§ Recorded information:
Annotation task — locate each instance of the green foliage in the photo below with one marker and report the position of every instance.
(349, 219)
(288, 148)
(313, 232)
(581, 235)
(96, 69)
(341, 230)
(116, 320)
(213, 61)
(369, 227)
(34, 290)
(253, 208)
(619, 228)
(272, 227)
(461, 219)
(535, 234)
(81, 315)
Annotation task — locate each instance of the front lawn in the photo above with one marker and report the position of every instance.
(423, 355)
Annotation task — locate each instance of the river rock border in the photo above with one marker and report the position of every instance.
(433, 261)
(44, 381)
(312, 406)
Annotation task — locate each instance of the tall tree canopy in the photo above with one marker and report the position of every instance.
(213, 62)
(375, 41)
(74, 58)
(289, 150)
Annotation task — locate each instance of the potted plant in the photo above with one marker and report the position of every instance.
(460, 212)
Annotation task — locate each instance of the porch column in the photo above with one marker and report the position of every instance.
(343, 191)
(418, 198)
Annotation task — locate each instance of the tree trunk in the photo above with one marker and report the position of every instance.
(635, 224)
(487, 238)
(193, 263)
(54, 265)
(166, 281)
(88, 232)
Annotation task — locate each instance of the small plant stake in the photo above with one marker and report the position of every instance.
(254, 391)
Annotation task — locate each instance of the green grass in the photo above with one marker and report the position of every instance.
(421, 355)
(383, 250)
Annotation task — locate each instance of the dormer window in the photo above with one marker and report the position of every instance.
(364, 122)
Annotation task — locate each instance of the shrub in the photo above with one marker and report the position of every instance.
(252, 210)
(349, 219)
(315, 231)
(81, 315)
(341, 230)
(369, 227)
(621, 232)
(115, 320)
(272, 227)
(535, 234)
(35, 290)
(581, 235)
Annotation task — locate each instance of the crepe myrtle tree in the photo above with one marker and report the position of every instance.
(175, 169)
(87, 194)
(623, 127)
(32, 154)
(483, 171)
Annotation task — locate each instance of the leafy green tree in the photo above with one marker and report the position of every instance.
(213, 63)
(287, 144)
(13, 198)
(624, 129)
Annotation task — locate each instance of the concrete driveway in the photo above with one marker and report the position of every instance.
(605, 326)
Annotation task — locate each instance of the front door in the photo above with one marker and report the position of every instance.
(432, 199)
* * *
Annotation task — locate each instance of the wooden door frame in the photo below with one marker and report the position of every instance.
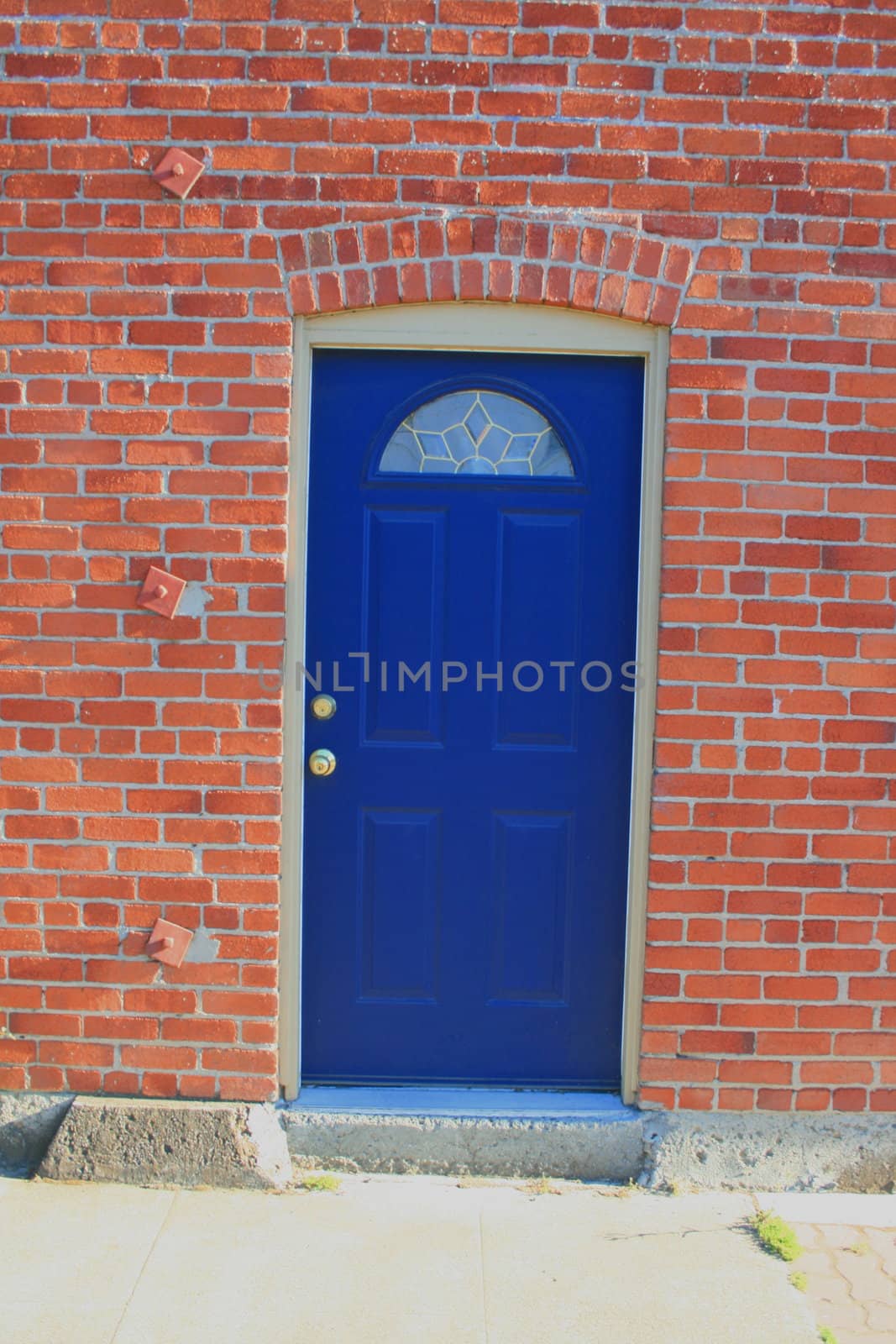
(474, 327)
--
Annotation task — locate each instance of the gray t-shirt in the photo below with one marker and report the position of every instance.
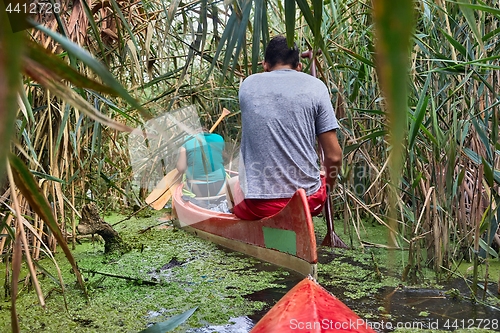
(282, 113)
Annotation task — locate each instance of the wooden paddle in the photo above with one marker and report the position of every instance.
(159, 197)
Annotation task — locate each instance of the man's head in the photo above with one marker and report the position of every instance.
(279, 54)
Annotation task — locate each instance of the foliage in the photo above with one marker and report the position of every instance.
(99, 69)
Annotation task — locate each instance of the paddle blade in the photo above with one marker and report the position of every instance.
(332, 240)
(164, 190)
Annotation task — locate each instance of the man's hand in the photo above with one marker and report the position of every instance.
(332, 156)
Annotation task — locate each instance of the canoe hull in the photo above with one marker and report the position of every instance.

§ The request:
Print the entries verbatim, starting with the line that contains "Annotation task — locate each instance of the paddle" and going on through the line that contains "Annotation task — locate each instance of the canoe", including both of those lines.

§ Reply:
Annotation task — locate each instance of the paddle blade in the photo above with one marker and report the position of every instance.
(332, 240)
(164, 190)
Annotation task — locate each instance of the man's hand in the photo above with one marker and report the position of every instance.
(332, 156)
Annotation task — locate each instance of the canoe hull in the photo above with one marker and report the position of every instance.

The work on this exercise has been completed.